- PROBLEM:
Render all of the rows below as a JSON array of strings, with one string per line and any blank lines omitted.

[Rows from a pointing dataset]
START
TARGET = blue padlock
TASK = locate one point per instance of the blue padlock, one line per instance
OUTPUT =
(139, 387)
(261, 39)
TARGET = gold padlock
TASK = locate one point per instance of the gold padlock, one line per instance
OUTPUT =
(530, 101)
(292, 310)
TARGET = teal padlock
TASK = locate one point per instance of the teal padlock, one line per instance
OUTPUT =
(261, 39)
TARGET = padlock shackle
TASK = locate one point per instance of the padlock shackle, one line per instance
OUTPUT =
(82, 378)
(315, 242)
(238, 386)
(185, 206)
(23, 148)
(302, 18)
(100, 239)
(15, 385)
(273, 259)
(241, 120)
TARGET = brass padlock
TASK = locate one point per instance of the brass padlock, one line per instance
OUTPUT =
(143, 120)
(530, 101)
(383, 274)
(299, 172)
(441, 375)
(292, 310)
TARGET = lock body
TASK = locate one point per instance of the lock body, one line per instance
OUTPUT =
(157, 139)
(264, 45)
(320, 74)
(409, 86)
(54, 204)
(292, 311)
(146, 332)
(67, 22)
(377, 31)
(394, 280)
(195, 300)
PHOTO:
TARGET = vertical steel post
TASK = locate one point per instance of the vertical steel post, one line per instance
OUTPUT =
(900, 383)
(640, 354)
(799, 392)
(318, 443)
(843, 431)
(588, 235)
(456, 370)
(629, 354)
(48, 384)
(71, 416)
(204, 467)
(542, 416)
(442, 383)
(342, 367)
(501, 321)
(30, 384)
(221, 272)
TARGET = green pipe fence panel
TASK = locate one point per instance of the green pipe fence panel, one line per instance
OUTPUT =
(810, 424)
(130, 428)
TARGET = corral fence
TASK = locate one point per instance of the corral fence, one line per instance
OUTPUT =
END
- FINAL ANSWER:
[
  "TARGET = blue padlock",
  "TASK = locate one point per instance of the blue padlock, one line per instance",
  "OUTPUT =",
  "(139, 387)",
  "(261, 39)",
  "TARGET = gold padlock",
  "TASK = locate one point per instance of the gold padlock, one line per instance",
  "OUTPUT =",
  "(530, 101)",
  "(292, 310)",
  "TARGET = teal padlock",
  "TASK = locate one point per instance of the teal padlock, one line per instance",
  "OUTPUT =",
  "(261, 39)",
  "TARGET = padlock shackle",
  "TASK = locate one point per instance of the padlock shackle, one line per instance",
  "OUTPUT =",
  "(82, 378)",
  "(315, 242)",
  "(238, 386)",
  "(185, 206)",
  "(23, 148)",
  "(302, 18)",
  "(100, 239)",
  "(15, 385)",
  "(273, 259)",
  "(241, 120)",
  "TARGET = brass padlock",
  "TASK = locate one point per instance of the brass padlock, one line per instance",
  "OUTPUT =",
  "(143, 120)",
  "(530, 101)",
  "(383, 274)",
  "(299, 172)",
  "(441, 375)",
  "(292, 310)",
  "TARGET = lock body",
  "TASK = locate one point per instance of the lock body, one line per instance",
  "OUTPUT =",
  "(157, 139)",
  "(264, 45)",
  "(320, 74)",
  "(409, 86)",
  "(54, 204)",
  "(292, 311)",
  "(146, 332)",
  "(67, 22)",
  "(377, 31)",
  "(394, 280)",
  "(195, 300)",
  "PHOTO:",
  "TARGET = vertical steel post",
  "TASK = locate one point per instance of the vertical steel post, one line per instance",
  "OUTPUT =",
  "(900, 383)",
  "(640, 354)",
  "(799, 392)",
  "(318, 443)",
  "(843, 431)",
  "(588, 235)",
  "(456, 370)",
  "(629, 354)",
  "(48, 384)",
  "(71, 416)",
  "(204, 467)",
  "(542, 416)",
  "(442, 383)",
  "(342, 367)",
  "(501, 321)",
  "(30, 384)",
  "(221, 272)",
  "TARGET = green pipe fence panel",
  "TASK = locate one point per instance of the green pipe fence panel, one line per instance",
  "OUTPUT =",
  "(810, 424)",
  "(130, 428)",
  "TARGET = corral fence",
  "TASK = locate one point per instance of the corral fence, one line per instance",
  "OUTPUT ="
]